** Direction **
Answer these questions from the text on luxury goods below:
1. According to the study the questioner cites, roughly what share of the price of luxury fashion goods goes toward their quality?
2. In the absence of any other proper metric, what do people start taking as a proxy for value?
3. What name is given to the class of goods that do not sell if their prices are reduced?

** Text **
+++++

Question (Q): Namaskar, Acharya Ji. My question is on materialism. Sir, we see an ever-increasing market for luxury goods like automobiles, or fashion, or jewellery. But according to one study on luxury fashion goods, around ninety two percent of the price we pay for those goods is used for their branding, their advertisement, their rentals, and all these things. And only around eight percent of the money we pay for them is used for the quality they are producing.

So, despite this fact we are enticed by this luxury. I want to know why is it so? Why is our mind so enticed by the luxury?

Acharya Prashant(AP): Because you want something and you happen to have money. So, you think that the thing that is priced the highest will probably bring the highest to you. In absence of any other proper metric, you start taking price as a proxy for value. Sometimes price is indeed a proxy for value, but many a times it is not.

But if you do not know what really is valuable, then you are left with no choice. Then you start thinking that price indicates value. Either have an independent sense of your own to assess value—do you have that? You don't have that, right? If I ask you to assess the value of something, anything, you will find yourself at a loss. You will say, "I don't know, I don't know, I don't know." Ultimately, you will have to resort to the price. You will say, "What is the price of these things?" And once you know the price of those things, you will say, "The one priced the highest is indeed the highest." That is what is happening. The problem is of valuation.

We do not know the value of stuff in life, because we do not know life itself. So, we start thinking that the priciest one, the one that costs us the most is indeed the best one.

There is a particular class of goods that do not sell if their prices are reduced, Giffen goods. Now, think of the absurdity, the sheer foolishness. The thing won't sell if its price is reduced. It is bought only because it is very pricey—Giffen goods. So, you have to be alert. Sometimes, price can indicate quality or value; many a times, it does not.

+++++

** Provided data **
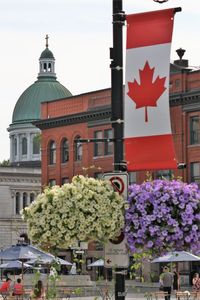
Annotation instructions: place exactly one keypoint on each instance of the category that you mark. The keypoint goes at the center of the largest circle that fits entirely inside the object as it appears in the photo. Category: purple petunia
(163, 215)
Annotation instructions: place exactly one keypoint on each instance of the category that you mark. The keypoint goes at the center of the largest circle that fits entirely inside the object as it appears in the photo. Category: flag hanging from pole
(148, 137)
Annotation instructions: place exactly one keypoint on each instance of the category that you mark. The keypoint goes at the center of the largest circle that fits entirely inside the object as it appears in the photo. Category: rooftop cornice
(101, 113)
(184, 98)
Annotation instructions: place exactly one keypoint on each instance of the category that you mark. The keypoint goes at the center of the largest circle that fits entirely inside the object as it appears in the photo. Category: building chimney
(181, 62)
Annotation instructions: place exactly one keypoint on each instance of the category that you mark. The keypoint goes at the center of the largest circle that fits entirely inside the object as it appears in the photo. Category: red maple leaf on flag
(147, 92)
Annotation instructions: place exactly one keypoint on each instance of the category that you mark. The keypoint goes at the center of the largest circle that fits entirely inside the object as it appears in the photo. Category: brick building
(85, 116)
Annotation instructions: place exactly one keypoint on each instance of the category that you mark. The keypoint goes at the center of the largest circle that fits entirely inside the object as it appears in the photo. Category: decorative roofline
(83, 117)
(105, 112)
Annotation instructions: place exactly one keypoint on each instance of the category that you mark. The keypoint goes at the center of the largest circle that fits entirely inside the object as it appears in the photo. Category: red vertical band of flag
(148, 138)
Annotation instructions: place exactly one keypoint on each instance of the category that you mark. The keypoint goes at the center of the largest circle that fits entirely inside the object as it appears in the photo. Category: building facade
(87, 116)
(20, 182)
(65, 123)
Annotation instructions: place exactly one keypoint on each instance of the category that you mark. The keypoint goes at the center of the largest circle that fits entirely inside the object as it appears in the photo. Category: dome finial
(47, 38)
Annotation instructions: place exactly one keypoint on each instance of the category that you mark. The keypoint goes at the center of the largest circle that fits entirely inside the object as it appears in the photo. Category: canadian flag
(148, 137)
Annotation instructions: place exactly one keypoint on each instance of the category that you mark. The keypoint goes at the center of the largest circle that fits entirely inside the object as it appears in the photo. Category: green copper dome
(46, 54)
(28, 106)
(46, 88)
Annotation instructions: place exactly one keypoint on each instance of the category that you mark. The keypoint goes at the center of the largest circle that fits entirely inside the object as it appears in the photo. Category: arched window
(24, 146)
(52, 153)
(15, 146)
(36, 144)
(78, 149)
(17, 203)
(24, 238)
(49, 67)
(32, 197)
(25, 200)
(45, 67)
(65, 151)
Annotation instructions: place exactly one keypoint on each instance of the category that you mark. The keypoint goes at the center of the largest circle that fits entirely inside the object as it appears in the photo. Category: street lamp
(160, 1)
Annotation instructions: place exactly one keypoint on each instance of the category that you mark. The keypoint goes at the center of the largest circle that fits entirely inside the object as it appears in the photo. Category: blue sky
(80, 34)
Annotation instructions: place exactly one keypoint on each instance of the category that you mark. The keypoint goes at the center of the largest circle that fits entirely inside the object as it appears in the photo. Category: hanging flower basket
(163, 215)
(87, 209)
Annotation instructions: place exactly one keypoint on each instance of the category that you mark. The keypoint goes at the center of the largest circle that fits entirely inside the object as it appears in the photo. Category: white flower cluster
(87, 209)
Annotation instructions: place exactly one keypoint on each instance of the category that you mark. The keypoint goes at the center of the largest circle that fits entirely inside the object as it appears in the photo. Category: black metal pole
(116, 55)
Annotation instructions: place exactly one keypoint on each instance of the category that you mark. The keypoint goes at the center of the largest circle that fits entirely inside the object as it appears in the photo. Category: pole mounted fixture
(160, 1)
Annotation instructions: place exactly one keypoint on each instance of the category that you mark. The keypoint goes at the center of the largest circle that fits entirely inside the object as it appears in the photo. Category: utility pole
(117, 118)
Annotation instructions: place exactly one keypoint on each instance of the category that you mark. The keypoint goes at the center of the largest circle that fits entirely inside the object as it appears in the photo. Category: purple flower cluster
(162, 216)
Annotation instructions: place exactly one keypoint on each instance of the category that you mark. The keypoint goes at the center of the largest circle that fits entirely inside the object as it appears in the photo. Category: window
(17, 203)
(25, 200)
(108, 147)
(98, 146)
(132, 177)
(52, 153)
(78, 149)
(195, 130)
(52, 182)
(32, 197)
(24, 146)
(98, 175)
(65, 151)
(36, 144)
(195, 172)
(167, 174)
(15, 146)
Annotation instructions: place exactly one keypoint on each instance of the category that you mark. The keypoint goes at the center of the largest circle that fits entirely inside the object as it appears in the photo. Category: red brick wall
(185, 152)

+++++

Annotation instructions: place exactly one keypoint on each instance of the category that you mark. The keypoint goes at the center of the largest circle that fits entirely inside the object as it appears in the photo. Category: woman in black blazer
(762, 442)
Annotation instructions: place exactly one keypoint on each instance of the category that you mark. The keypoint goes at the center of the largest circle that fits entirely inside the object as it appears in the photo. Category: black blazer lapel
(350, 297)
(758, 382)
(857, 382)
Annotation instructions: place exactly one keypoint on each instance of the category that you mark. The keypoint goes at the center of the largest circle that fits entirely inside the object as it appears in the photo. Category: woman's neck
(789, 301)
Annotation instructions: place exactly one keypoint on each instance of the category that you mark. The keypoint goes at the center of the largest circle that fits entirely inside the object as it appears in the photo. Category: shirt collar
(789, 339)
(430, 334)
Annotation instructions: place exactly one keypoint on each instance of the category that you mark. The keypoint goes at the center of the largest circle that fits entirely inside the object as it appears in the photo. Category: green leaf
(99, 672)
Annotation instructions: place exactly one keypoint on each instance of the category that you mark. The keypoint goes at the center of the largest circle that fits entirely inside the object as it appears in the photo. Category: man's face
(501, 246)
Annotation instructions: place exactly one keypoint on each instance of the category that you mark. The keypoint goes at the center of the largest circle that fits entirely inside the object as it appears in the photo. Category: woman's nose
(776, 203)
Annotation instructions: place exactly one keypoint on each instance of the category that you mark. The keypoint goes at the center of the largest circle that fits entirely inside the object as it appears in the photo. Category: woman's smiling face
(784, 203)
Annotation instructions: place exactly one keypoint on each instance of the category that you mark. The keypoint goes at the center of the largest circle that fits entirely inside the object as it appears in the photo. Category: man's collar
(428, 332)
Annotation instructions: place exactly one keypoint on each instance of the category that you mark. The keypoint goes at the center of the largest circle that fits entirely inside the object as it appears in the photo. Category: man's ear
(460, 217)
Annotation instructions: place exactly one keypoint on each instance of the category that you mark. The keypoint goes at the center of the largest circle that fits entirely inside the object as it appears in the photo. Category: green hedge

+++++

** Output of the task **
1. Around eight percent.
2. Price.
3. Giffen goods.